▶ [Fragmento del documento]
* * * * * * * * *

La segunda lección del caso es que la colmena mediática global, y toda su circulación de imágenes, información y contrainformación, de hipótesis mal verificadas y de reconstrucciones laboriosas y escabrosas, ha dejado de conmoverse. He leído casi todo lo que se ha escrito en Francia sobre este caso pero, realmente, no he encontrado artículos donde sienta el estremecimiento de la pluma o, más importante todavía, del alma, ante la idea de esa carne asesinada, de ese cuerpo destruido y de esa hoja de sierra que corta la piel y rompe los huesos vivos.
No he visto a muchas personas, a mi alrededor, tentadas a imaginar, siquiera imaginar –pues todo, en similares circunstancias, empieza por la imaginación– ese cuerpo que, un instante antes, vibraba por el deseo de organizar un matrimonio, una vida nueva por construir, papeles por rellenar, formalidades ordinarias, alegres, aburridas y llenas de promesas; pero que ahora suplica morir para que esto se termine.

* * * * * * * * *

▶ [Listado proporcionado]
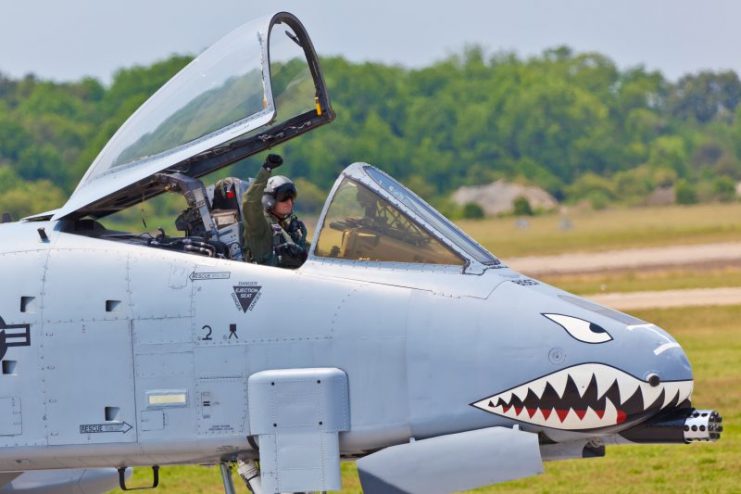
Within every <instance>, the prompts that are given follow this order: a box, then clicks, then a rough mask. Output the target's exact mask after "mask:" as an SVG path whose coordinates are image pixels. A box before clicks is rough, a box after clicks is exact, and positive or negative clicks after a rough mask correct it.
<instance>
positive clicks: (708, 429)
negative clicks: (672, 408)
mask: <svg viewBox="0 0 741 494" xmlns="http://www.w3.org/2000/svg"><path fill="white" fill-rule="evenodd" d="M722 424H723V417H721V416H720V414H719V413H718V412H716V411H715V410H695V409H694V408H679V409H674V410H671V411H669V412H668V413H663V414H660V415H657V416H656V417H653V418H651V419H650V420H647V421H646V422H644V423H642V424H640V425H638V426H636V427H633V428H632V429H628V430H626V431H623V432H621V433H620V435H621V436H623V437H624V438H625V439H627V440H629V441H632V442H634V443H691V442H695V441H717V440H718V439H720V433H721V432H723V425H722Z"/></svg>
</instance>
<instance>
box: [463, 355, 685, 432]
mask: <svg viewBox="0 0 741 494" xmlns="http://www.w3.org/2000/svg"><path fill="white" fill-rule="evenodd" d="M593 381H594V382H593ZM692 388H693V382H692V381H667V382H663V383H659V384H658V385H655V386H652V385H651V384H649V383H648V382H646V381H642V380H640V379H637V378H635V377H633V376H631V375H630V374H627V373H625V372H622V371H620V370H618V369H616V368H614V367H610V366H607V365H603V364H581V365H577V366H574V367H569V368H567V369H561V370H559V371H556V372H554V373H553V374H549V375H547V376H543V377H540V378H538V379H534V380H533V381H531V382H529V383H526V384H522V385H519V386H517V387H515V388H511V389H509V390H507V391H504V392H502V393H499V394H496V395H493V396H490V397H488V398H485V399H483V400H480V401H478V402H476V403H473V404H472V405H473V406H475V407H478V408H481V409H482V410H486V411H488V412H491V413H495V414H497V415H501V416H504V417H508V418H512V419H515V420H519V421H522V422H526V423H531V424H536V425H540V426H544V427H552V428H555V429H566V430H587V429H598V428H602V427H609V426H614V425H619V424H621V423H623V422H625V421H626V420H630V419H631V417H634V416H636V415H640V414H641V413H643V412H645V411H647V410H649V409H652V410H656V411H658V409H662V408H665V407H666V406H668V405H669V404H671V403H681V402H683V401H684V400H686V399H688V398H689V397H690V395H691V394H692ZM639 390H640V391H639ZM638 392H640V393H641V394H640V395H637V394H636V393H638Z"/></svg>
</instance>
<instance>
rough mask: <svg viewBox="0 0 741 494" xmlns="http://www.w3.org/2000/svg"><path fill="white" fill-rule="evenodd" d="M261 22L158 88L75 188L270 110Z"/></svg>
mask: <svg viewBox="0 0 741 494" xmlns="http://www.w3.org/2000/svg"><path fill="white" fill-rule="evenodd" d="M266 26H267V21H266V20H265V19H260V20H257V21H253V22H250V23H247V24H245V25H243V26H242V27H240V28H238V29H237V30H235V31H233V32H232V33H231V34H229V35H227V36H226V37H224V38H223V39H222V40H220V41H219V42H218V43H216V44H215V45H213V46H212V47H211V48H209V49H208V50H207V51H205V52H204V53H203V54H202V55H201V56H200V57H198V59H196V60H195V61H193V62H192V63H191V64H190V65H188V66H187V67H186V68H185V69H183V71H181V72H180V73H179V74H178V75H177V76H176V77H174V78H173V79H172V80H171V81H170V82H168V83H167V84H166V85H165V86H163V87H162V89H160V90H159V91H158V92H157V94H156V95H155V96H154V97H152V98H151V99H150V100H149V101H147V103H145V104H144V105H143V106H142V107H141V108H140V109H139V110H138V111H137V112H136V113H135V114H134V115H133V116H132V117H131V118H130V119H129V120H128V121H127V122H126V124H125V125H124V126H123V127H121V129H120V130H119V131H118V132H117V133H116V135H115V136H114V137H113V138H112V139H111V141H109V143H108V145H107V146H106V147H105V148H104V149H103V151H102V152H101V153H100V155H99V156H98V158H97V159H96V160H95V163H94V164H93V166H92V167H91V170H90V172H89V173H88V175H87V176H86V177H85V179H84V181H83V182H82V183H81V186H82V185H84V184H86V183H88V182H91V181H94V180H95V179H96V178H98V177H100V176H102V175H105V174H107V173H109V172H111V171H115V170H117V169H120V168H124V167H128V166H134V165H139V164H142V163H145V162H148V161H150V160H153V159H155V158H157V157H159V156H162V155H167V154H172V153H174V152H175V151H177V150H178V149H180V148H182V147H184V146H186V145H188V144H192V143H194V142H197V141H199V140H206V139H208V138H209V137H211V136H213V135H215V134H218V133H219V131H221V130H222V129H226V128H229V127H230V126H233V125H235V124H238V123H243V122H245V121H247V120H250V119H253V118H256V117H258V116H261V115H262V114H264V113H267V112H270V111H272V109H271V108H269V100H270V99H269V98H268V97H266V93H265V84H264V82H263V72H262V61H263V58H264V55H263V51H264V50H263V48H264V46H263V45H264V43H265V42H266V40H265V39H264V38H265V36H266V33H265V32H264V28H265V27H266ZM261 29H262V30H261Z"/></svg>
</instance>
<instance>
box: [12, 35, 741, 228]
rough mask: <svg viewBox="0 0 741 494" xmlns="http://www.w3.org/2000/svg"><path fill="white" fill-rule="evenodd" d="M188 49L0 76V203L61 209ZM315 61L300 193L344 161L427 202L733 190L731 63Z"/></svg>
mask: <svg viewBox="0 0 741 494" xmlns="http://www.w3.org/2000/svg"><path fill="white" fill-rule="evenodd" d="M189 60H190V59H189V57H185V56H174V57H172V58H170V59H168V60H164V61H161V62H159V63H156V64H154V65H152V66H148V67H132V68H127V69H122V70H120V71H119V72H118V73H117V74H116V75H115V78H114V80H113V83H112V84H111V86H110V87H105V86H103V85H102V84H101V83H100V82H98V81H97V80H94V79H89V78H88V79H82V80H80V81H77V82H71V83H54V82H49V81H43V80H38V79H36V78H35V77H34V76H32V75H29V76H27V77H25V78H23V79H20V80H15V79H11V78H8V77H3V76H2V75H0V192H2V194H0V211H8V212H11V213H12V214H13V216H14V217H16V218H17V217H18V216H22V215H26V214H30V213H34V212H40V211H42V210H47V209H50V208H53V207H56V206H59V205H61V204H62V203H63V202H64V199H65V197H66V196H68V195H69V193H71V191H72V190H73V189H74V187H75V184H76V183H77V182H78V180H79V179H80V178H81V176H82V174H83V173H84V172H85V170H86V169H87V167H88V166H89V164H90V163H91V162H92V160H93V159H94V157H95V156H96V154H97V153H98V151H99V150H100V149H101V148H102V146H103V145H104V144H105V142H106V141H107V140H108V138H109V137H110V136H111V135H112V134H113V132H114V131H115V130H116V129H117V128H118V126H119V125H120V124H121V123H123V121H124V120H125V119H126V117H127V116H128V115H130V114H131V113H132V112H133V111H134V110H135V109H136V108H137V107H138V106H139V105H140V104H141V103H142V102H143V101H144V100H146V98H147V97H148V96H149V95H150V94H151V93H153V92H154V91H155V90H156V89H157V88H159V86H161V85H162V84H163V83H164V82H165V81H166V80H167V79H169V78H170V77H171V76H172V75H173V74H174V73H175V72H177V70H179V69H180V68H181V67H183V66H184V65H185V64H186V63H187V62H188V61H189ZM322 63H323V71H324V75H325V78H326V81H327V84H328V86H329V91H330V95H331V96H332V98H333V105H334V107H335V110H336V112H337V115H338V117H337V120H336V122H335V123H333V124H332V125H330V126H328V127H325V128H323V129H321V130H318V131H317V132H312V133H309V134H307V135H305V136H303V137H301V138H299V139H297V140H295V141H293V142H289V143H287V144H286V145H285V146H283V147H282V148H281V149H280V152H282V153H283V154H284V157H285V158H286V160H287V162H288V163H289V164H290V167H287V170H286V173H290V174H291V175H292V176H294V177H297V178H302V179H305V182H304V183H308V182H311V183H313V184H314V185H316V187H318V189H317V188H313V189H310V194H309V197H311V202H312V204H313V203H316V202H319V203H320V202H321V200H320V199H319V200H318V199H317V198H318V197H321V192H322V191H325V190H327V189H328V188H329V186H330V185H331V183H332V182H333V180H334V179H335V177H336V175H337V173H338V172H339V171H340V170H341V169H342V168H344V167H345V166H346V165H347V164H349V163H351V162H353V161H370V162H372V163H374V164H376V165H377V166H379V167H381V168H383V169H384V170H386V171H387V172H389V173H390V174H392V175H394V176H396V177H397V178H399V179H400V180H402V181H403V182H405V183H407V184H408V185H410V186H411V187H412V188H413V189H414V190H415V191H417V192H418V193H420V194H421V195H422V196H425V197H426V198H428V199H432V200H434V201H437V203H438V204H439V205H442V204H444V203H445V202H444V197H445V196H447V195H448V194H449V193H450V192H451V191H452V190H453V189H454V188H456V187H458V186H460V185H472V184H480V183H487V182H490V181H492V180H495V179H497V178H503V177H504V178H508V179H513V180H518V181H521V182H527V183H532V184H535V185H539V186H541V187H544V188H546V189H547V190H548V191H550V192H551V193H552V194H554V195H555V196H556V197H557V198H559V199H561V200H564V199H565V200H568V201H580V200H588V201H590V202H591V203H592V204H593V205H594V206H596V207H604V206H605V205H608V204H611V203H615V202H620V203H627V204H639V203H641V202H643V201H645V199H646V198H647V197H648V196H649V194H650V193H651V192H652V191H653V190H655V189H656V188H657V187H669V186H675V190H676V192H677V199H678V201H679V202H683V203H692V202H697V201H700V202H706V201H714V200H732V199H734V197H735V183H736V182H737V181H738V180H739V179H740V178H741V159H740V158H741V144H740V143H741V122H740V121H739V119H738V118H737V117H738V113H739V110H738V106H739V101H740V100H741V83H740V82H739V78H738V76H737V75H736V73H734V72H730V71H729V72H700V73H696V74H688V75H686V76H684V77H682V78H681V79H680V80H678V81H676V82H671V81H668V80H666V79H665V78H664V77H663V76H662V75H661V74H660V73H659V72H651V71H646V70H645V69H644V68H642V67H635V68H630V69H627V70H620V69H618V68H617V67H616V66H615V64H614V63H613V62H612V61H611V60H610V59H608V58H607V57H605V56H603V55H600V54H598V53H575V52H573V51H572V50H570V49H569V48H566V47H560V48H556V49H551V50H547V51H545V52H544V53H542V54H541V55H540V56H537V57H532V58H527V59H523V58H520V57H517V56H516V55H514V54H511V53H498V54H494V55H488V54H487V53H486V52H485V51H484V50H483V49H482V48H480V47H477V46H471V47H469V48H467V49H466V50H464V52H463V53H460V54H458V55H456V56H452V57H450V58H448V59H445V60H442V61H440V62H438V63H435V64H434V65H431V66H429V67H426V68H422V69H406V68H403V67H398V66H388V65H381V64H375V63H351V62H348V61H347V60H344V59H342V58H327V59H324V60H322ZM254 168H255V164H254V163H249V164H241V165H237V167H236V169H233V170H231V173H233V174H235V175H241V176H244V175H253V174H254ZM307 190H309V189H307ZM312 207H316V206H312Z"/></svg>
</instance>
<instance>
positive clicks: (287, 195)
mask: <svg viewBox="0 0 741 494" xmlns="http://www.w3.org/2000/svg"><path fill="white" fill-rule="evenodd" d="M296 194H297V193H296V186H295V185H293V184H292V183H287V184H283V185H281V186H280V187H278V188H277V189H275V200H276V201H278V202H283V201H286V200H288V199H296Z"/></svg>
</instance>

* * * * * * * * *

▶ [Sobre la tarea]
Responde, por favor, estas preguntas sobre el fragmento:
1. ¿Qué ha dejado de hacer la colmena mediática global?
2. ¿En qué país se ha escrito casi todo lo que quien escribe dice haber leído sobre el caso?
3. Un instante antes, ¿qué deseo hacía vibrar ese cuerpo?
El listado es material aparte del fragmento.

▶ [Solución escrita]
1. Ha dejado de conmoverse.
2. En Francia.
3. El deseo de organizar un matrimonio.